### Data to process
____

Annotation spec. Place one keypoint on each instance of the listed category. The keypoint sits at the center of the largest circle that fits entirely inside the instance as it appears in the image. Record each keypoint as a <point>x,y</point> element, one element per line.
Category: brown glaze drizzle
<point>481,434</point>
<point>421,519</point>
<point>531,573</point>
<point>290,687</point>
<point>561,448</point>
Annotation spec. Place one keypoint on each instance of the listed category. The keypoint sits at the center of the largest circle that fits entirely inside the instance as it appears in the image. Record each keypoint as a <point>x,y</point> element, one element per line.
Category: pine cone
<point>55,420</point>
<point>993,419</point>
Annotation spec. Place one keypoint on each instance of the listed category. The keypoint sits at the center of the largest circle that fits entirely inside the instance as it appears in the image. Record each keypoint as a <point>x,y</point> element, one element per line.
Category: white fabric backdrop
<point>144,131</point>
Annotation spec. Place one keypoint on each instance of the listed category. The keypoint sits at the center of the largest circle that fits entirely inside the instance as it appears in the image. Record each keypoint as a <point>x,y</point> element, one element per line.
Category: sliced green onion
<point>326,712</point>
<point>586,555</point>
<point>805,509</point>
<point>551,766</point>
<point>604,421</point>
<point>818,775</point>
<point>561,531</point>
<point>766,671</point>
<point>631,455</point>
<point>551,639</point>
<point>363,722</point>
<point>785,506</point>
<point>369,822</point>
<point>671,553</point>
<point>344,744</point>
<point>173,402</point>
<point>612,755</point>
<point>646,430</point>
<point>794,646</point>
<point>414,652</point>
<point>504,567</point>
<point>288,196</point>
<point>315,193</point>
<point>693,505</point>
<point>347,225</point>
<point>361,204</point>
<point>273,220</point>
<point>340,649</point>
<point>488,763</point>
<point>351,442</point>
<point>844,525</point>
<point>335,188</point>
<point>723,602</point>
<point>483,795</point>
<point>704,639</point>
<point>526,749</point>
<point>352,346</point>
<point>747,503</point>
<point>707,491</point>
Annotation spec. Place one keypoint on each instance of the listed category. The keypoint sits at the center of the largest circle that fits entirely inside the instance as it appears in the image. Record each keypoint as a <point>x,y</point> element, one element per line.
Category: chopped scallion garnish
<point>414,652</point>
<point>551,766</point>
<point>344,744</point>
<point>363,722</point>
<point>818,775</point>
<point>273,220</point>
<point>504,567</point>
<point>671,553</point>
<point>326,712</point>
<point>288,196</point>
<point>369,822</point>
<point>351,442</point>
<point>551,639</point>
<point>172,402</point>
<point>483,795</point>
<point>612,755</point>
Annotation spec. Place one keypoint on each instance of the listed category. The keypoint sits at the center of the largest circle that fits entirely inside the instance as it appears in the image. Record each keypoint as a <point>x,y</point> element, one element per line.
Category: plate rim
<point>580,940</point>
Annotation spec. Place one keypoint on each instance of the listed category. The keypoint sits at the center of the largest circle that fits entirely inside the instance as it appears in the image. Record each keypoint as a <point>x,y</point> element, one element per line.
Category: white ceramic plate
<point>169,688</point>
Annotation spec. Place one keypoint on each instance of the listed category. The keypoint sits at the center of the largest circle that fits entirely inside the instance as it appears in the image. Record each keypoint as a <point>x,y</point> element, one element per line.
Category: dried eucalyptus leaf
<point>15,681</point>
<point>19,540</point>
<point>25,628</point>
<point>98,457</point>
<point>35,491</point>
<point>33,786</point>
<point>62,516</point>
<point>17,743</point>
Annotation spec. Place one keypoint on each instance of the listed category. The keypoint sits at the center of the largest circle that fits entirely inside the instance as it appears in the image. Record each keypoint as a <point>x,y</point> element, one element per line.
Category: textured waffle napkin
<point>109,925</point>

____

### Work to be completed
Write down the full listing again, exactly.

### Answer section
Annotation spec. Place one keypoint on each instance of the listed category. The keypoint sits at the center of the largest circle that fits entirely inside the instance as it appears in the image. Record each keypoint as a <point>x,y</point> element, one element per line.
Category: brown glaze drizzle
<point>481,434</point>
<point>421,519</point>
<point>531,573</point>
<point>290,687</point>
<point>561,448</point>
Annotation spec. Place one keypoint on each instance of the listed category. The keypoint sits at the center of the largest circle that fits entirely inside the instance as it appears in the image. Record each keypoint as a <point>x,y</point> element, one element per line.
Category: pine cone
<point>55,420</point>
<point>993,419</point>
Annotation spec. Place one keypoint on each instance of the listed category. The keypoint sits at the center of the largest circle that fits entirely inside the instance as it appears in the image. Record each keypoint as a <point>x,y</point> element, one element per line.
Category: white fabric backdrop
<point>144,131</point>
Annotation spec. Place one keypoint on each instance of the listed category. The keypoint sits at the center of the largest circle that fits entirely inside the instance as it appears in the image. Record each keypoint as a <point>x,y</point> element, one element per line.
Category: sliced green onion
<point>326,712</point>
<point>586,555</point>
<point>805,509</point>
<point>551,766</point>
<point>604,421</point>
<point>818,775</point>
<point>561,531</point>
<point>766,671</point>
<point>631,455</point>
<point>551,639</point>
<point>363,722</point>
<point>785,506</point>
<point>369,822</point>
<point>671,553</point>
<point>344,744</point>
<point>173,402</point>
<point>612,755</point>
<point>646,430</point>
<point>794,646</point>
<point>414,652</point>
<point>504,567</point>
<point>288,196</point>
<point>315,193</point>
<point>693,505</point>
<point>347,225</point>
<point>361,204</point>
<point>273,220</point>
<point>340,649</point>
<point>488,763</point>
<point>351,442</point>
<point>844,525</point>
<point>335,188</point>
<point>723,602</point>
<point>483,795</point>
<point>704,639</point>
<point>526,749</point>
<point>352,346</point>
<point>747,503</point>
<point>707,491</point>
Annotation spec. Place one keypoint on each instance of the listed category. The keypoint sits at the center of the largest circle that fits entirely inside the instance as it appears in the image. Record each keypoint as a <point>x,y</point> element, one element per line.
Category: chopped scallion garnish
<point>414,652</point>
<point>551,766</point>
<point>344,744</point>
<point>363,722</point>
<point>818,775</point>
<point>273,220</point>
<point>504,567</point>
<point>671,553</point>
<point>326,712</point>
<point>288,196</point>
<point>369,822</point>
<point>351,442</point>
<point>551,639</point>
<point>172,402</point>
<point>483,795</point>
<point>612,755</point>
Annotation spec. Place one keypoint on each instance of the listed category. The keypoint sits at the center of the largest circle that fits entirely inside the instance as it appears in the image. Record each keypoint as a <point>x,y</point> element, one element per line.
Category: plate rim
<point>580,940</point>
Annotation spec. Place one keypoint on each instance of the listed category. The keypoint sits at the center of the largest circle that fits entirely inside the instance as it appears in the image. Record each keypoint as a <point>x,y</point> element, one element per line.
Category: white ceramic plate
<point>169,688</point>
Annotation spec. Place one keypoint on each instance of the listed category. The keypoint sits at the center of the largest circle that fits entirely inside the instance as it appears in the image. Record each keypoint as a <point>x,y</point> element, one element per line.
Category: dried eucalyptus leaf
<point>15,681</point>
<point>19,540</point>
<point>25,628</point>
<point>98,457</point>
<point>35,491</point>
<point>33,786</point>
<point>62,516</point>
<point>17,743</point>
Annotation spec. Place one keypoint on each instance of the listed category. The keypoint sits at the center of the largest circle that fits entirely inside the instance as it appears in the image. Record each keypoint as a <point>x,y</point> element, one element per line.
Category: textured waffle napkin
<point>109,925</point>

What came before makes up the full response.